**Exercise input**
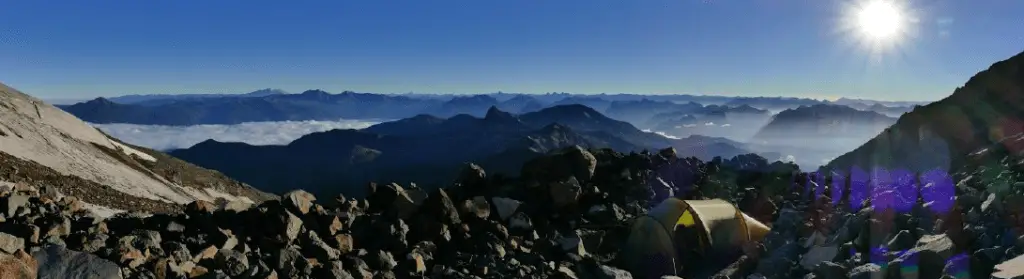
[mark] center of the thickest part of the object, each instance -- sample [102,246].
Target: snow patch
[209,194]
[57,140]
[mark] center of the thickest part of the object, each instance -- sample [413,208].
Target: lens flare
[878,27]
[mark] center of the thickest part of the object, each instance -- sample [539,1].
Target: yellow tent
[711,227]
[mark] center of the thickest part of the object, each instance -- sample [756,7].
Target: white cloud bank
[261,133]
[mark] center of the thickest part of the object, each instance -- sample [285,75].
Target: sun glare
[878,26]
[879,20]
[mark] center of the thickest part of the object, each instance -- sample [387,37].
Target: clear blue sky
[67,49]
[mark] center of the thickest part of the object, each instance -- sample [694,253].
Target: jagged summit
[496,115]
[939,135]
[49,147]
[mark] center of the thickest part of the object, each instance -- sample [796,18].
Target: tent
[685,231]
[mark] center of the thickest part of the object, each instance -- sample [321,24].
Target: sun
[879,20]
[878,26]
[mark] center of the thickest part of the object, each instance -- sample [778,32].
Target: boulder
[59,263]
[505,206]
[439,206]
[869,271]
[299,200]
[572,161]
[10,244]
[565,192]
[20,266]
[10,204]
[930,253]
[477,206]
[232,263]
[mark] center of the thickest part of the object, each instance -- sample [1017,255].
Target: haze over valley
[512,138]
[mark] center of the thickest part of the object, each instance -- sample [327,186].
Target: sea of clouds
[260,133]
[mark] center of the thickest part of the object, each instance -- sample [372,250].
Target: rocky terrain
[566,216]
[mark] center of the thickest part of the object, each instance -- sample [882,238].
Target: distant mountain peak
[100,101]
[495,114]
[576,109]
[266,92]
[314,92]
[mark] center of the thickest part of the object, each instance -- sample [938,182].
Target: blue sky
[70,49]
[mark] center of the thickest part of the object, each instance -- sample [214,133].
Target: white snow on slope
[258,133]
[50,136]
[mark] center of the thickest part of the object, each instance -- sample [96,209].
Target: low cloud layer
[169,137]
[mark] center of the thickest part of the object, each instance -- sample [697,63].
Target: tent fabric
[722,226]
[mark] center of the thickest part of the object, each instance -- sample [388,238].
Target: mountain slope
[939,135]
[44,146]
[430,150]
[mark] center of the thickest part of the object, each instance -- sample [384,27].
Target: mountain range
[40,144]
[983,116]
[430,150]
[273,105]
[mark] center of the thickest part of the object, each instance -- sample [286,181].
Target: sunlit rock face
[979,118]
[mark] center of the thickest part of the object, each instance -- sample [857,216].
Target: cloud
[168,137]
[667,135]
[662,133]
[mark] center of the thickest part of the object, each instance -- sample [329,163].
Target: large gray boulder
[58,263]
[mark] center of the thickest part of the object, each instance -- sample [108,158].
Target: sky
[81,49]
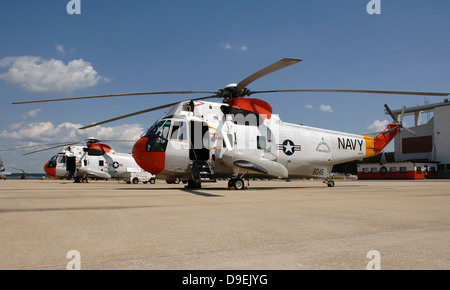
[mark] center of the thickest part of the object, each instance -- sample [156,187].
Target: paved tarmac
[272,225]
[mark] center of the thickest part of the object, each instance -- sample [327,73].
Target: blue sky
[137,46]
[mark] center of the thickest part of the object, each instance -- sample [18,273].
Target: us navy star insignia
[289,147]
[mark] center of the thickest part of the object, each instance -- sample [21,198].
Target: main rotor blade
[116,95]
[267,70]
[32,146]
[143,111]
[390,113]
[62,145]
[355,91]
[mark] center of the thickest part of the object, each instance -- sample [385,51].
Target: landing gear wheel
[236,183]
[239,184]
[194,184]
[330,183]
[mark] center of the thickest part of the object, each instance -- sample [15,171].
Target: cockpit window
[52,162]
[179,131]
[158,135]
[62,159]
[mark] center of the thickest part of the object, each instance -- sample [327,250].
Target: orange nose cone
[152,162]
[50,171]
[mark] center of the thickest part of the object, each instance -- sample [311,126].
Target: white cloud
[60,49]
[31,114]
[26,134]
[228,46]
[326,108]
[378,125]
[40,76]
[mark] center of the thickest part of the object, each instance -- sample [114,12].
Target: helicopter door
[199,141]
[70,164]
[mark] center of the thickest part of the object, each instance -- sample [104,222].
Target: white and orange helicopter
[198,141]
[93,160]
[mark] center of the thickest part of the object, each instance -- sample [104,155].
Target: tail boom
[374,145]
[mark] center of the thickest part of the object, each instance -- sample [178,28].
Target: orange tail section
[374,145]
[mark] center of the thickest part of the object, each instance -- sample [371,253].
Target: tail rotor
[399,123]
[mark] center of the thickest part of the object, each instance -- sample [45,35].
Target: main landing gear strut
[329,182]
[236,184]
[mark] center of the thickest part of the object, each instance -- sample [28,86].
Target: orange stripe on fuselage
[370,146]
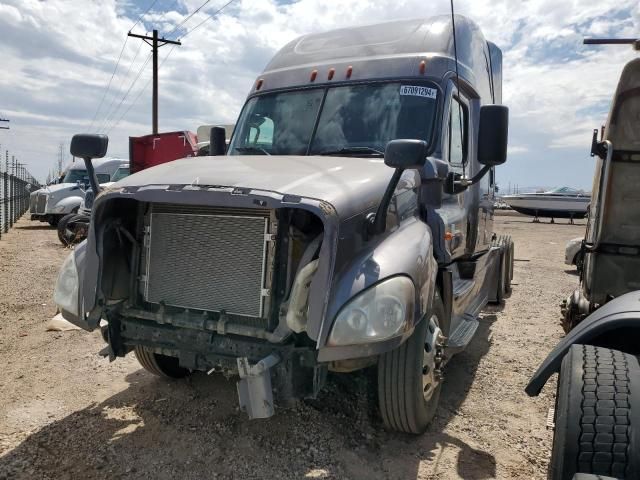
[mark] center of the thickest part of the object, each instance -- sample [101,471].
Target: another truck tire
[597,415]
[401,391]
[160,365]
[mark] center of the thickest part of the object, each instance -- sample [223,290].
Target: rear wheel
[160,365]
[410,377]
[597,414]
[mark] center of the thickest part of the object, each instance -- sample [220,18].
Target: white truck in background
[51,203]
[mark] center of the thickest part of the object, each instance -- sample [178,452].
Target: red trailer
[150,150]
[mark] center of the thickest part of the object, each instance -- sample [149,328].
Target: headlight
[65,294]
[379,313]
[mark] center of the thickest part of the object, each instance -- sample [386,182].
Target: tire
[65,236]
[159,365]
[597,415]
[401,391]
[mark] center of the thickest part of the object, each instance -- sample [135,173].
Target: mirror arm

...

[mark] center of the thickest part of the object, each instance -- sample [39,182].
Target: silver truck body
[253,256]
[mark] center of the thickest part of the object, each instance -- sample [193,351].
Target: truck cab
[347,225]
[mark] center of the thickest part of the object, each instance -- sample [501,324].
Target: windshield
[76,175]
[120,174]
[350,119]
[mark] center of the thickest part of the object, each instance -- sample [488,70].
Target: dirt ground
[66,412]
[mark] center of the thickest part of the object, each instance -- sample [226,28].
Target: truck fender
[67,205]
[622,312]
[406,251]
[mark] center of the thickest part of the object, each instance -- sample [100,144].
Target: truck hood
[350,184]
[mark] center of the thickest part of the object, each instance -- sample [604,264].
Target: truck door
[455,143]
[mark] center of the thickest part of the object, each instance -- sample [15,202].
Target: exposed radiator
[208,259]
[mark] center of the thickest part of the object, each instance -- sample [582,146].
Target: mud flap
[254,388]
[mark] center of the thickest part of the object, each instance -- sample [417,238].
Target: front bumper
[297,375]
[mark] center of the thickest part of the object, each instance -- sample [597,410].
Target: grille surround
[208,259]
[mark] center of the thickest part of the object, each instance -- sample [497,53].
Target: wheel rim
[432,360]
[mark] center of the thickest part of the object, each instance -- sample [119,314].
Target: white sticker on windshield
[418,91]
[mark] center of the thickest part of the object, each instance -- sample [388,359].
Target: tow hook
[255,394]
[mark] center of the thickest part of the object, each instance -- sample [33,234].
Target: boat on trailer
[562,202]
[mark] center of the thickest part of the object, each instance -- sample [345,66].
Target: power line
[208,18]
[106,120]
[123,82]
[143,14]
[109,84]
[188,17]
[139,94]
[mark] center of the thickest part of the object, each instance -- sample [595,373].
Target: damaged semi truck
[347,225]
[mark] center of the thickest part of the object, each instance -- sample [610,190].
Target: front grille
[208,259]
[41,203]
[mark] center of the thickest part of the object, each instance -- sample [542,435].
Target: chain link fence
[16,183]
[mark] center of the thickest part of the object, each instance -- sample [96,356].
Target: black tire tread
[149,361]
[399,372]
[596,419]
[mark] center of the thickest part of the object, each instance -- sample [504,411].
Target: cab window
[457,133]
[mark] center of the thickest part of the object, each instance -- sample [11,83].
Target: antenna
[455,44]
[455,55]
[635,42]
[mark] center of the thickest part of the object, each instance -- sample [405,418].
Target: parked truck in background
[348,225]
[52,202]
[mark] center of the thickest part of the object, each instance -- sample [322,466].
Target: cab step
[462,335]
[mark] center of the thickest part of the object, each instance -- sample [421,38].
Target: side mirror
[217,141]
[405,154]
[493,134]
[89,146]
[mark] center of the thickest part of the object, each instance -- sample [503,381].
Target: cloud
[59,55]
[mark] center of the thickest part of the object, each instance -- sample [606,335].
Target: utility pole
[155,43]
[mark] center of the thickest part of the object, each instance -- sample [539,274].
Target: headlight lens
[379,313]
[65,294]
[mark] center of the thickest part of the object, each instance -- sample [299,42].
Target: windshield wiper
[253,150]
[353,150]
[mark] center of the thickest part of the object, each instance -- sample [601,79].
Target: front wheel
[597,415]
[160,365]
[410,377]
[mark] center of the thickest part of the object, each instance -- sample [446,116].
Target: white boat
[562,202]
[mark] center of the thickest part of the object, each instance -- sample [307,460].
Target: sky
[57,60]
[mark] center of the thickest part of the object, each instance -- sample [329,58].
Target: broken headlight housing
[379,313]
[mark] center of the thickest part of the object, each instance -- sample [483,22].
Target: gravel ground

--

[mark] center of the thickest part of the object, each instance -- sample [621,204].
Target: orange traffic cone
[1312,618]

**What is required**
Transcribe each line of the data above, unaltered, from the one where "-- sample [101,471]." appears to the one where "Target: mirror arm" appears, inclusive of both.

**Result**
[mark] center of the thickest part of the object, each instance -- sample [101,471].
Target: another truck tire
[597,415]
[401,391]
[160,365]
[mark] center of the thickest part of the object, each instance -- sample [223,290].
Target: rear wheel
[160,365]
[410,377]
[597,414]
[mark] center of the thickest part of the object, each instance -- sample [220,18].
Target: white truck in background
[51,203]
[mark] center of the thickest part of the object, each instance -- sample [178,452].
Target: red trailer
[150,150]
[mark] center of the thickest part of the object, each instance -- sample [149,328].
Target: headlight
[65,294]
[379,313]
[mark] center of the thickest part of the object, each instance -- sample [386,182].
Target: tire
[65,236]
[159,365]
[597,415]
[401,391]
[mark] center of the thickest part of the object, each instance -- sample [135,173].
Target: mirror arm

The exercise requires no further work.